● **GIVEN EXERCISE**
Return each line of the material verbatim.

● **DATA TO PROCESS**
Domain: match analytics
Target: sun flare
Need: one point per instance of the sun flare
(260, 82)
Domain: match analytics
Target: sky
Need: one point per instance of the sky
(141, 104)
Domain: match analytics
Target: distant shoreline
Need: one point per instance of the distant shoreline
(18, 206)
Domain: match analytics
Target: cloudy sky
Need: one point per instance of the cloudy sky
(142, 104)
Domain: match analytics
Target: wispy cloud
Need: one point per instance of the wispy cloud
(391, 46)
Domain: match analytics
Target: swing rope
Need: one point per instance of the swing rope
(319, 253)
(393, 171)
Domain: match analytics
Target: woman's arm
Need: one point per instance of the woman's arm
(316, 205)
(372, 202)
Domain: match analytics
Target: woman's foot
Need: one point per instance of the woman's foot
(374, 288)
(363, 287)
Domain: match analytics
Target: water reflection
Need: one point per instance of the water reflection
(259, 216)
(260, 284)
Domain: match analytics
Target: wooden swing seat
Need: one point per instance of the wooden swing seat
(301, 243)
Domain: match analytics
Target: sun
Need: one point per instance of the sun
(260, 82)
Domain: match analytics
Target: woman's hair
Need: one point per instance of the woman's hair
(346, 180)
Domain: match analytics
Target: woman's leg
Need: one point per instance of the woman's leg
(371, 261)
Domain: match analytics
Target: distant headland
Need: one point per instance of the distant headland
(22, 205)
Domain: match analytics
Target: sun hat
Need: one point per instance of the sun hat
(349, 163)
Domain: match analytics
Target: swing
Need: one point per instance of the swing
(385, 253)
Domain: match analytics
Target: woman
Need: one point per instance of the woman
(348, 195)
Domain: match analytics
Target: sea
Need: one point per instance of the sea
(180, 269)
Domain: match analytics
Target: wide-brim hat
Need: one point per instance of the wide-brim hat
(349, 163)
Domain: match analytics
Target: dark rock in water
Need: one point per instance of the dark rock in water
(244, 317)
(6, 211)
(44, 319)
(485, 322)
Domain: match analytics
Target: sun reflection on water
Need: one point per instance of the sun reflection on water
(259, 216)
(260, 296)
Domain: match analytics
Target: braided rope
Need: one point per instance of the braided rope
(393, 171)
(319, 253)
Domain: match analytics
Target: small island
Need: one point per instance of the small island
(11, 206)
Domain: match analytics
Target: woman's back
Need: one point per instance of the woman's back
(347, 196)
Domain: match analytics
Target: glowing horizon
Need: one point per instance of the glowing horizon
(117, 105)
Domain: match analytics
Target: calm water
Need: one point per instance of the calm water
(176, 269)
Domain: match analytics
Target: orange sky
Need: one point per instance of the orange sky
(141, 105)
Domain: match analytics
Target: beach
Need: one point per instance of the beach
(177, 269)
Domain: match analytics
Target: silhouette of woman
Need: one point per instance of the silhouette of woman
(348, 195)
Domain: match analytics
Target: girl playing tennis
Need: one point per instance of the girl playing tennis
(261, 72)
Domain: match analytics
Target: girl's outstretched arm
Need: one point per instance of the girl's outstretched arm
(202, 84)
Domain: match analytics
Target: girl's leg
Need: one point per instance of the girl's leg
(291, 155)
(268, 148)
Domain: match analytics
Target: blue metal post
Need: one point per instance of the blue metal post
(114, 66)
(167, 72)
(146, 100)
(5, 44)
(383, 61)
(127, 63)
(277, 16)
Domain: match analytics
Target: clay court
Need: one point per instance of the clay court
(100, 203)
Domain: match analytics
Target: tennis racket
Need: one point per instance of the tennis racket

● **RESPONSE FOR THIS EXERCISE**
Domain: match analytics
Target: sun flare
Need: one point per instance of the sun flare
(260, 82)
Domain: match analytics
Target: sky
Need: one point per instance of the sky
(141, 104)
Domain: match analytics
Target: distant shoreline
Need: one point per instance of the distant shoreline
(18, 206)
Domain: match analytics
Target: cloudy sky
Need: one point per instance of the cloudy sky
(142, 104)
Domain: match analytics
Target: wispy cloud
Need: one point per instance of the wispy cloud
(391, 46)
Domain: match analytics
Target: swing rope
Need: one point per instance of the swing rope
(319, 253)
(393, 171)
Domain: match analytics
Target: woman's arm
Need: one point per instance of the woman's arm
(316, 205)
(372, 202)
Domain: match analytics
Target: woman's foot
Need: one point per instance of the woman's foot
(374, 288)
(363, 287)
Domain: match analytics
Target: water reflection
Need: one point per instance of the water reflection
(259, 216)
(260, 284)
Domain: match analytics
Target: wooden swing seat
Need: one point per instance of the wooden swing seat
(301, 243)
Domain: match analytics
Target: sun
Need: one point per instance of the sun
(260, 82)
Domain: match analytics
Target: woman's hair
Need: one point per instance of the woman's hair
(346, 180)
Domain: match analytics
Target: woman's leg
Need: one point per instance of the woman's leg
(371, 261)
Domain: match analytics
Target: distant headland
Need: one point per instance of the distant headland
(22, 205)
Domain: match analytics
Target: sun hat
Need: one point per instance of the sun hat
(349, 163)
Domain: match analytics
Target: swing
Need: one point per instance of the swing
(385, 253)
Domain: match analytics
Target: woman
Need: one point per instance of the woman
(348, 195)
Domain: match analytics
Target: sea
Need: one point per instance of the sea
(180, 269)
Domain: match analytics
Target: wide-brim hat
Need: one point per instance of the wide-brim hat
(349, 163)
Domain: match analytics
Target: dark rock in water
Need: one point per instance of the dark rock in water
(244, 317)
(6, 211)
(44, 319)
(485, 322)
Domain: match analytics
Target: sun reflection on water
Need: one point per instance of the sun reflection on water
(259, 216)
(260, 296)
Domain: match analytics
Target: braided rope
Need: one point per instance of the braided rope
(393, 171)
(319, 253)
Domain: match analytics
Target: small island
Need: one point per instance of the small island
(11, 206)
Domain: match analytics
Target: woman's back
Need: one point per instance of the woman's back
(347, 196)
Domain: match analytics
Target: glowing horizon
Need: one point per instance of the glowing horizon
(117, 105)
Domain: match analytics
Target: calm water
Need: one point per instance of the calm water
(176, 269)
Domain: match analytics
Target: orange sky
Need: one point per instance of the orange sky
(141, 105)
Domain: match analytics
Target: beach
Need: one point per instance of the beach
(177, 269)
Domain: match analytics
Target: silhouette of woman
Need: one point per instance of the silhouette of woman
(348, 195)
Domain: match analytics
Target: girl playing tennis
Need: one point per instance of the girl playing tennis
(261, 72)
Domain: match analytics
Target: girl's outstretched arm
Need: one point per instance of the girl's outstretched arm
(202, 84)
Domain: match analytics
Target: girl's leg
Need: one point per instance of the girl's leg
(291, 155)
(268, 148)
Domain: match analytics
Target: blue metal post
Need: one point per instance of the blue metal post
(114, 66)
(167, 72)
(146, 100)
(5, 44)
(383, 61)
(127, 63)
(277, 16)
Domain: match analytics
Target: clay court
Need: one point per instance of the clay court
(100, 203)
Domain: match analytics
Target: tennis racket
Need: one point per instance of the tennis racket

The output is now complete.